QUOTED PASSAGE —
_ _ _ _ _

|Reviews for Burning Mint|
| Moondog Dozier chapter 1 . 2/22/2008
Second to last stanza really works well with the rhyme. The way this is constructed and progresses has an ease that the reader feels like they are experiencing it over a lengthy time period. I like that. It gives a broader scope for contemplation. Well done. MD:77.
| Mrstress chapter 1 . 10/31/2007
I really like the beginning of this poem...
| simpleplan13 chapter 1 . 10/26/2007
I like repetition of the mint... although Ive never associated mint with New England... the descriptions are beautiful and I love the line "Like so much love, and not enough loving"
| not sure yet chapter 1 . 10/15/2007
i love mint
i love the first three four stanzas
i also think you lost me here for parts of this, though it was enjoyable reading every part of it and i rather think i like being lost, such nice wording at parts it made me happy
| Faileas chapter 1 . 9/12/2007
Again your work mesmerizes me! Such imagery! Such passion! You should definitely publish a book and when you do let me know where to buy it
| ArmandsArdour chapter 1 . 9/11/2007
there are no words to describe how beautiful this is. I can only say AMAZING!

_ _ _ _ _

Coordinate annotation entries:
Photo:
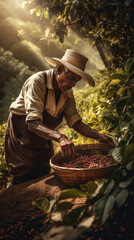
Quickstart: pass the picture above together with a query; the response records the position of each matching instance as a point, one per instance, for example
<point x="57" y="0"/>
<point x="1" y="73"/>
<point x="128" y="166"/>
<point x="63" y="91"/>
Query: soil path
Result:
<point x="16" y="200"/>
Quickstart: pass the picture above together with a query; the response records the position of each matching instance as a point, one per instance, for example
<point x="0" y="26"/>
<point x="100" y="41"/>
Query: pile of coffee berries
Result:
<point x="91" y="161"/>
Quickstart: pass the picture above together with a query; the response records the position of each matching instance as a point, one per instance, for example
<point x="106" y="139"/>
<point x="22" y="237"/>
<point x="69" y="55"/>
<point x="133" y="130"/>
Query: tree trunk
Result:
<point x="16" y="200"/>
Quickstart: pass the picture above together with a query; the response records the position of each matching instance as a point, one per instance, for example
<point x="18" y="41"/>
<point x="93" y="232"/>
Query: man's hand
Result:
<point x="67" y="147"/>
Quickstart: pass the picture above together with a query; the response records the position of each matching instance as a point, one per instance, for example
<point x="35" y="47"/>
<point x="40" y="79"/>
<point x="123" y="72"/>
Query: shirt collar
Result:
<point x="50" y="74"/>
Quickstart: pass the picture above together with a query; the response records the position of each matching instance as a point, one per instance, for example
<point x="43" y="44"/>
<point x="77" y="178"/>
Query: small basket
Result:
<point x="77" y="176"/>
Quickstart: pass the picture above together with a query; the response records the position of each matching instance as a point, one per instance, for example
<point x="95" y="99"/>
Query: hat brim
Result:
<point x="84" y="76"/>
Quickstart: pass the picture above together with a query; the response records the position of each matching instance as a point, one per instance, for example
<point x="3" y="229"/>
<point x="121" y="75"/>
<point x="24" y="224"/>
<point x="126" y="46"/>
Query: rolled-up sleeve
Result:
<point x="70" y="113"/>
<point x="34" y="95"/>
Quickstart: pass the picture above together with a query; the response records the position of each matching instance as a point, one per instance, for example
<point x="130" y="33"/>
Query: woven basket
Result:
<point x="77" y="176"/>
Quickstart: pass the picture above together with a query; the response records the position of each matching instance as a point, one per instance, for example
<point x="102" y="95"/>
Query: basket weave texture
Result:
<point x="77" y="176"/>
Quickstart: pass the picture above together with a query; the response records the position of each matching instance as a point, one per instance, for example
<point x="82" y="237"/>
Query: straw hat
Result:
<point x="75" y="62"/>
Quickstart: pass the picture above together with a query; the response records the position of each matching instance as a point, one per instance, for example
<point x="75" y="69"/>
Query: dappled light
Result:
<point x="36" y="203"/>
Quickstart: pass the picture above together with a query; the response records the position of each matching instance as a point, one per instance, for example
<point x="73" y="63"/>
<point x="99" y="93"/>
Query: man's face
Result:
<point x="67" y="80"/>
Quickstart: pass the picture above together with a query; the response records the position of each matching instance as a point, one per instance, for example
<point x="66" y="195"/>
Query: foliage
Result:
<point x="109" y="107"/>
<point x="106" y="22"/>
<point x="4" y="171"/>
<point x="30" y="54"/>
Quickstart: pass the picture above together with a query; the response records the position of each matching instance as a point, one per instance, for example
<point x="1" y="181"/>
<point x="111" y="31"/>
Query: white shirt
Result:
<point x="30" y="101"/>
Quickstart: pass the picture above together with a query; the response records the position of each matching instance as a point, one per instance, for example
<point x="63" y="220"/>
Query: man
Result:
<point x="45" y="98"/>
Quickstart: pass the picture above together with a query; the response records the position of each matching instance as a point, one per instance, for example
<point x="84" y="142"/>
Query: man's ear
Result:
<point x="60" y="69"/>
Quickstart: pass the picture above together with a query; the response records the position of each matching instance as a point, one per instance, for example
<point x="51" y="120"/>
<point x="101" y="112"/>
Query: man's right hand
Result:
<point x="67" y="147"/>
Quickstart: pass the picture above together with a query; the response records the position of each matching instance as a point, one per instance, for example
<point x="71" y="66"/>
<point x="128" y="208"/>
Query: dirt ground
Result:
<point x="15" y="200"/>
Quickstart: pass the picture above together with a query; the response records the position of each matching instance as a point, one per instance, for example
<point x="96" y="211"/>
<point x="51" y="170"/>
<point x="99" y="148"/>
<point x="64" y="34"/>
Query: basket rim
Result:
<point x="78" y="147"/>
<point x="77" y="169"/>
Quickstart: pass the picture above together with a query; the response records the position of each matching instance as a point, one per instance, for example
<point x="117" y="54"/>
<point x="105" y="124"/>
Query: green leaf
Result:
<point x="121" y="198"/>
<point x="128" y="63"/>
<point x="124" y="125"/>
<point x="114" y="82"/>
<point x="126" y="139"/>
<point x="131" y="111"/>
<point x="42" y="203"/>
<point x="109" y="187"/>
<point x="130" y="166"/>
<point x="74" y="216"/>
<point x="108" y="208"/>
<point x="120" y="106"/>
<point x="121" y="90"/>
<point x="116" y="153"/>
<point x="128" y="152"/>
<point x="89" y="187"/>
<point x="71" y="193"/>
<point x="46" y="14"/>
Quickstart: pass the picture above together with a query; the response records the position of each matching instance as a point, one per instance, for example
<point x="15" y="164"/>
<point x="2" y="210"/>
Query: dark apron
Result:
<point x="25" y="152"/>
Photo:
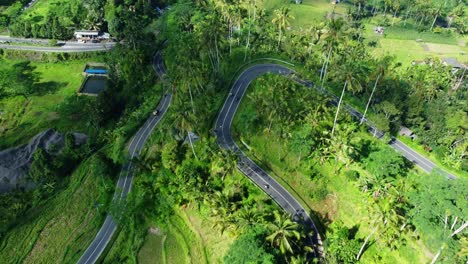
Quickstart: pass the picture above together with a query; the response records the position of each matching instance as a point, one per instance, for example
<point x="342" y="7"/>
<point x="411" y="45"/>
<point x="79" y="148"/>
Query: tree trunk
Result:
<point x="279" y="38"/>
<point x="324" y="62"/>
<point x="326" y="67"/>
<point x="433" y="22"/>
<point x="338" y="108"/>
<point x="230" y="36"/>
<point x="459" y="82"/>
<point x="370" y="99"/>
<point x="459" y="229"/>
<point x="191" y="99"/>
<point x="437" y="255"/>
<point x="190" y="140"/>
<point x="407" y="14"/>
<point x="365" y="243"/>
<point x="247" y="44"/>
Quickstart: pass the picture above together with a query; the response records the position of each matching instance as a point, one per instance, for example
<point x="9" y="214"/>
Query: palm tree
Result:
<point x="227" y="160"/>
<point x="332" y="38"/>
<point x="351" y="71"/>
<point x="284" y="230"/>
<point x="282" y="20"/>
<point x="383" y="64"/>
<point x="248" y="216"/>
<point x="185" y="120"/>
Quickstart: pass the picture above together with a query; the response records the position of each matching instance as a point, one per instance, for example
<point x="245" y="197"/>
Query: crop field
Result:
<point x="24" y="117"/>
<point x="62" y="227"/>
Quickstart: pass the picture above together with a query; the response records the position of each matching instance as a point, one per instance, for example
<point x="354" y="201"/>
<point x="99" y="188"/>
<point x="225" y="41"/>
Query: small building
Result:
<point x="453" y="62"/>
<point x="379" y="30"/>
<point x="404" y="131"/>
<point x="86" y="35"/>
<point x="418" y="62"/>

_ _ _ _ _

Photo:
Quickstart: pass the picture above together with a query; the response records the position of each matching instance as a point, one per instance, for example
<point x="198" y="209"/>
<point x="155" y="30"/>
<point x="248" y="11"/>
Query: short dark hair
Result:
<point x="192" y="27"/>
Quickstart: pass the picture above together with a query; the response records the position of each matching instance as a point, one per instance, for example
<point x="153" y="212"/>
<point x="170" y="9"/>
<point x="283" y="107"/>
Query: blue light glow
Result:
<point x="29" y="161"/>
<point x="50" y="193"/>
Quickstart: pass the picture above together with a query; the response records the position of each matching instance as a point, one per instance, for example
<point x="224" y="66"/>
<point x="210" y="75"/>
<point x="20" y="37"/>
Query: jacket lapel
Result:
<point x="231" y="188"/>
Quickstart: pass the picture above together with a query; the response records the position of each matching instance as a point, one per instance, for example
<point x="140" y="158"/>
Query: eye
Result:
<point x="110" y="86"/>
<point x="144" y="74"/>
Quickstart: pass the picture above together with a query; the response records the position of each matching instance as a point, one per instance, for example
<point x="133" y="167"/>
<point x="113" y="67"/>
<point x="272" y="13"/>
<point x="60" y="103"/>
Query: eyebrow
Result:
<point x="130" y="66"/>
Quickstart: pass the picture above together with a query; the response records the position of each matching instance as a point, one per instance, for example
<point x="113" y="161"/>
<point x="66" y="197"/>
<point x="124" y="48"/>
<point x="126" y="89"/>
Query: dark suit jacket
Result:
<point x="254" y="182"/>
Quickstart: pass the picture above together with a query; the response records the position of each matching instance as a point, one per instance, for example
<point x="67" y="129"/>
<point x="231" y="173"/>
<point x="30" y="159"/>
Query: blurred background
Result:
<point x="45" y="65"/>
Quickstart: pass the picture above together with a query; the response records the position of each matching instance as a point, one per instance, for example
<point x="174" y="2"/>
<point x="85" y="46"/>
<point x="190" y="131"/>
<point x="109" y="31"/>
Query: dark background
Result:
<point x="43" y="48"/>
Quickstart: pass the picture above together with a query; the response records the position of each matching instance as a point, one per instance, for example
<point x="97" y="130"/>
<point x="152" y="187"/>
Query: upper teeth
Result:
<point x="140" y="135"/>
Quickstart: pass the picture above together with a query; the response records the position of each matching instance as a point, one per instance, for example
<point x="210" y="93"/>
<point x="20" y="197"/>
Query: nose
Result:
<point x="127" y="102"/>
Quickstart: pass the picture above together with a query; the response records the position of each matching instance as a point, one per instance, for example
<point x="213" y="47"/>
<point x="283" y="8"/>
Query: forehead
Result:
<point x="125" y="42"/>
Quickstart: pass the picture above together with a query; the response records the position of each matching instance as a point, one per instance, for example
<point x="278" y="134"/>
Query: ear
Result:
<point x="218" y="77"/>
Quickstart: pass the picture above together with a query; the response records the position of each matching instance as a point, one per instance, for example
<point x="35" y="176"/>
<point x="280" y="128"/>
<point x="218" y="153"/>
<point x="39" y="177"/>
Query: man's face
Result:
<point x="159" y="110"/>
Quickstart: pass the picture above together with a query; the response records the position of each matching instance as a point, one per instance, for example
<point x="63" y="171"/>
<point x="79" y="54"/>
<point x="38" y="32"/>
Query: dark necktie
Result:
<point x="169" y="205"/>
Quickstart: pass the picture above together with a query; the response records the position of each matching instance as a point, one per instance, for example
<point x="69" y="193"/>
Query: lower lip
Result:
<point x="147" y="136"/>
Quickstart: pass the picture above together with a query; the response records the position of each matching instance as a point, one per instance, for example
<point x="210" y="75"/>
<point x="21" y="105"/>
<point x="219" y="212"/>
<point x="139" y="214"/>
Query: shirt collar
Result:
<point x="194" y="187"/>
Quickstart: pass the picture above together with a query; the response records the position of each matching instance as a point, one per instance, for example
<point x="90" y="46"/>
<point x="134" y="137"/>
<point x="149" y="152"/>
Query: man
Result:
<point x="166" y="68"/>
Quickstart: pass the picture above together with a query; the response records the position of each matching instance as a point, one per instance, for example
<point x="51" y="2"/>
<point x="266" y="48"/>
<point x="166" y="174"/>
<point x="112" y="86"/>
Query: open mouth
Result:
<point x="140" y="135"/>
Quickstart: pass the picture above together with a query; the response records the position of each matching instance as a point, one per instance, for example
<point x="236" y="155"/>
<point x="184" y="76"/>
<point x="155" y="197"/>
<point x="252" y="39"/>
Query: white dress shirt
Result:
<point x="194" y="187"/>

_ _ _ _ _

GIVEN REQUEST —
Answer these questions about the Burning Mint reviews, numbering each answer to match its question.
1. Which stanza did Moondog Dozier say works really well with the rhyme?
2. Which line does simpleplan13 say they love?
3. What did Faileas say the author should definitely do?

ANSWER TO THIS EXERCISE —
1. The second to last stanza.
2. "Like so much love, and not enough loving"
3. Publish a book.